*DIRECTIONS FOR THIS TASK*: Transcribe the article about Alameda Pediatric Dentistry below word for word, from "Alameda Pediatric Dentistry’s" up to and including "with his fiancée.".

*GIVEN PASSAGE*:
※

Building a Small Town Practice through Generational Dentistry
Posted on 1/1/2016 by Jessica Edgerton
They say once an Alamedan, always an Alamedan.
Alameda Pediatric Dentistry’s Dr. Sharine Thenard and new associate, Dr. Adam Shaffer, would know.
While both have lived, worked, and studied elsewhere, from Los Angeles to Ohio, coming back to practice dentistry in their beloved home town was a natural step.
“I grew up on the Island and was even a patient of this dental practice many years ago,” Dr. Thenard says. “Today, my friends and acquaintances from as far back as elementary school come in to have their kids’ teeth checked.”
Dr. Shaffer was also a patient of Alameda Pediatric Dentistry growing up and is grateful to work with Dr. Perry, who established the practice decades ago and whose community leadership, child advocacy, and philanthropy continue to shine a light on the city of Alameda. Dr. Shaffer recently moved back to Alameda with his fiancée.
“I feel fortunate to work in my hometown, and this office is definitely where going to the dentist made a positive impression on me early on,” Dr. Shaffer says. “The patients here enjoy a relaxed and friendly atmosphere. It’s the type of trust you can only achieve in a small town like Alameda.”
Alameda Pediatric Dentistry hygienist, Portia Weiman, couldn’t agree more. An avid traveler, she’s kept Alameda as home base in order to raise her kids in a unique, family-friendly environment. As the landscape of South Shore Center changes around the office, as the city welcomes revitalization on major avenues, and even as the office itself expands its rooms in continual growth, something essential remains unchanged.
“I was raised in Alameda and I’ve worked with Alameda Pediatric Dentistry for 23 years,” Weiman says. “There is something to be said about a practice when the staff who greet you at the door and on the chair want to be here. There is a level of care and quality that goes beyond dental hygiene. It speaks to caring about the people we work with and the people we work for.”

※

*SOURCE INFORMATION*:

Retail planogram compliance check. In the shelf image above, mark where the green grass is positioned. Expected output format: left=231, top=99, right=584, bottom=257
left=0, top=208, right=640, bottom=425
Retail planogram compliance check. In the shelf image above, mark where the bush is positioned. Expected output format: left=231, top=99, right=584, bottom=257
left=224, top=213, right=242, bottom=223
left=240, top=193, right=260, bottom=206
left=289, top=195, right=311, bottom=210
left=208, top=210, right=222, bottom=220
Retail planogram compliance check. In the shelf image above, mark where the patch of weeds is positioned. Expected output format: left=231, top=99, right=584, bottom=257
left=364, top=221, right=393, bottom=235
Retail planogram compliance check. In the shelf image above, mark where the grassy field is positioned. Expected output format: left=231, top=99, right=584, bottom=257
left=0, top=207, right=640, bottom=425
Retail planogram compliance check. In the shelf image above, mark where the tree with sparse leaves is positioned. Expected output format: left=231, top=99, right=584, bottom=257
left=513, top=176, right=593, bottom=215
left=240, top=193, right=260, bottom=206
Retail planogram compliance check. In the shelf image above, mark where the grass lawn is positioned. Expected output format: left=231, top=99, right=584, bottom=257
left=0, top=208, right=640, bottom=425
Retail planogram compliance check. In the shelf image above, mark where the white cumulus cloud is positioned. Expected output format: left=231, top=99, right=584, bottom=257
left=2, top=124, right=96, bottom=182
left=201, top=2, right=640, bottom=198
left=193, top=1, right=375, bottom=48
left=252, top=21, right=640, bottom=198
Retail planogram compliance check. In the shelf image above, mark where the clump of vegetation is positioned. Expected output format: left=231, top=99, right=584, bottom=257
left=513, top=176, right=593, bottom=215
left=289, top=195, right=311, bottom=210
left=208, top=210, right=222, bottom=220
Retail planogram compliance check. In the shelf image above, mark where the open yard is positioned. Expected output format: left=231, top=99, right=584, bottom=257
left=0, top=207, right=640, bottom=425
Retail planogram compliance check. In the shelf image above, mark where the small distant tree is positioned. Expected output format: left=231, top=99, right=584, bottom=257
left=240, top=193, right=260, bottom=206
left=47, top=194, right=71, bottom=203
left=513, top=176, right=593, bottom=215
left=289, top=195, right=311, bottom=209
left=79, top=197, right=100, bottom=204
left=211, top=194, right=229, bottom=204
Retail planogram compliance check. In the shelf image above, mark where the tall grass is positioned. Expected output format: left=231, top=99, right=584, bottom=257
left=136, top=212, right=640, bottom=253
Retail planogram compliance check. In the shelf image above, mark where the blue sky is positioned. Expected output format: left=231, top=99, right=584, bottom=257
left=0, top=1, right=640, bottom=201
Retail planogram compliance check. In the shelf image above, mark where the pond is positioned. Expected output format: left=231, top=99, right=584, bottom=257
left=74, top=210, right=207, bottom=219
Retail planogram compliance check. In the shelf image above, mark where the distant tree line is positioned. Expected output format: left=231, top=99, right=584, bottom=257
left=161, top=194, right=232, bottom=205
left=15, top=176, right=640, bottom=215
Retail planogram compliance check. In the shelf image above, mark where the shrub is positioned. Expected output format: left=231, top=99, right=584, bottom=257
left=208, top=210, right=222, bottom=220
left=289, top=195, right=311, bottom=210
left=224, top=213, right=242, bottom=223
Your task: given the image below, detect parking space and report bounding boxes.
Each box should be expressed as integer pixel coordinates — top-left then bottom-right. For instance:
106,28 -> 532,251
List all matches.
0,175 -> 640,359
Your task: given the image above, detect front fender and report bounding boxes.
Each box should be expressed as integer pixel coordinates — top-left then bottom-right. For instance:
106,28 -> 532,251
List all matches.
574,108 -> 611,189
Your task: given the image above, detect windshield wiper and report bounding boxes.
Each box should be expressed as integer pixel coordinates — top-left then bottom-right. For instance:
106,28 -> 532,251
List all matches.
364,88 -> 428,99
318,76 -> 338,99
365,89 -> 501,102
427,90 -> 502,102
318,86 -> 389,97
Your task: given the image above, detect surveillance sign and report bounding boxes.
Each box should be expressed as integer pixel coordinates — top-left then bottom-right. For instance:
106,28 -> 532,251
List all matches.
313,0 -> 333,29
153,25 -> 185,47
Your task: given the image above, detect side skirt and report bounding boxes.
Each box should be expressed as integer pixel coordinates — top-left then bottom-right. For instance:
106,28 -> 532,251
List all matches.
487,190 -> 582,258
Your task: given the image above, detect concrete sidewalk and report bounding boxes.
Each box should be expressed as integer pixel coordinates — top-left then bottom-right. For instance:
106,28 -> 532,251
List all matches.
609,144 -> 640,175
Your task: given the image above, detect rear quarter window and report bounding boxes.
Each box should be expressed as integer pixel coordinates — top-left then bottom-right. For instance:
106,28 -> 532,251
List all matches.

※

*PROBLEM SOLUTION*:
Alameda Pediatric Dentistry’s Dr. Sharine Thenard and new associate, Dr. Adam Shaffer, would know.
While both have lived, worked, and studied elsewhere, from Los Angeles to Ohio, coming back to practice dentistry in their beloved home town was a natural step.
“I grew up on the Island and was even a patient of this dental practice many years ago,” Dr. Thenard says. “Today, my friends and acquaintances from as far back as elementary school come in to have their kids’ teeth checked.”
Dr. Shaffer was also a patient of Alameda Pediatric Dentistry growing up and is grateful to work with Dr. Perry, who established the practice decades ago and whose community leadership, child advocacy, and philanthropy continue to shine a light on the city of Alameda. Dr. Shaffer recently moved back to Alameda with his fiancée.